= WHAT THE EXERCISE ASKS =
Return the entries in full, exactly as written.
****
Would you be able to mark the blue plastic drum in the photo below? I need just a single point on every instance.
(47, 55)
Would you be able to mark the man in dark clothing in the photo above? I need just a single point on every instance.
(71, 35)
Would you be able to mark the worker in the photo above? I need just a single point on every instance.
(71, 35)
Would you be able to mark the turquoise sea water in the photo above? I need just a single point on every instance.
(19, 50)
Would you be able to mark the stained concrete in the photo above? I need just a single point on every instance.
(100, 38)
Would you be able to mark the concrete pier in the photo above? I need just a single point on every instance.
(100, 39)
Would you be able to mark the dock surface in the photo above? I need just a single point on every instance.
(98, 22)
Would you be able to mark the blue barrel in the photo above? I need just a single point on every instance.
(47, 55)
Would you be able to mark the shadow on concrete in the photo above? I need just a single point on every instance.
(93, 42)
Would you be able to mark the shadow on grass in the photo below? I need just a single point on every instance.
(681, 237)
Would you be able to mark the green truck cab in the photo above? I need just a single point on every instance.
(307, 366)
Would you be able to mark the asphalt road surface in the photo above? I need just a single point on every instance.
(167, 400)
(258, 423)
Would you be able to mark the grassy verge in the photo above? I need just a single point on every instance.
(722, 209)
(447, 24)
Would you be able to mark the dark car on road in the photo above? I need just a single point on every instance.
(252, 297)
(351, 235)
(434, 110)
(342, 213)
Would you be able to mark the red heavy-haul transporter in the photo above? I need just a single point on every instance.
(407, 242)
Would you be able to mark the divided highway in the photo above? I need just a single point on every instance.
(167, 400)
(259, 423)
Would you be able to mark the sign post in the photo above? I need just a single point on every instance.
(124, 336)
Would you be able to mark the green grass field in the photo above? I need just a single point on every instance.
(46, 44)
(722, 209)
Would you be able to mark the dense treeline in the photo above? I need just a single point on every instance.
****
= RESULT BELOW =
Would you be able to mark the blue plastic drum in the photo below? I need just a single point on every instance.
(47, 55)
Would you be able to mark the man in dark clothing in the photo above? I need just a single point on every instance.
(71, 35)
Would you be able to mark the worker in the photo above? I need just a single point on every instance.
(71, 35)
Would you be able to mark the turquoise sea water in the photo above? I need just a single point on every instance.
(19, 50)
Would you be able to mark the stained concrete in the photo above? I need just a single point on every instance.
(100, 38)
Would you be able to mark the concrete pier in the photo above? I need just a single point on every instance.
(100, 39)
Would you be able to mark the dock surface in the photo above? I need just a single point on every instance.
(98, 22)
Would you be able to mark the blue barrel in the photo above? I need just a single point on every instance.
(47, 55)
Would you be able to mark the shadow on concrete in the photo above? I need just a single point on every instance.
(93, 42)
Would you be able to mark the shadow on grass in the photo below? I need just a single point on every instance.
(681, 237)
Would you be able to mark the green truck cab in the photo above? I need just a single point on every instance.
(307, 366)
Would you be able to mark the asphalt road surface in the photo above? I need just a single point on every instance.
(167, 400)
(258, 423)
Would you be able to mark the grassy verge in the photo above? I need just a single point on every instance.
(722, 209)
(447, 24)
Would you be able to mark the dark car on road in the photo above? I need just a single point on every instance.
(252, 297)
(351, 235)
(434, 110)
(342, 213)
Would you be able to mark the red heavy-haul transporter in the photo above? I need just a single point on every instance.
(407, 242)
Would you be able to mark the divided highway in the photo above? I need just a single point on every instance.
(167, 400)
(259, 423)
Would you be able to mark the sign post in the photo above? I need just a single point on every instance.
(124, 336)
Would you be able to mark the green grass field in the photo above? I need just a single point on every instance.
(46, 44)
(722, 209)
Would you be able to mark the dense treeline in the photo above? I need just a single point on every instance.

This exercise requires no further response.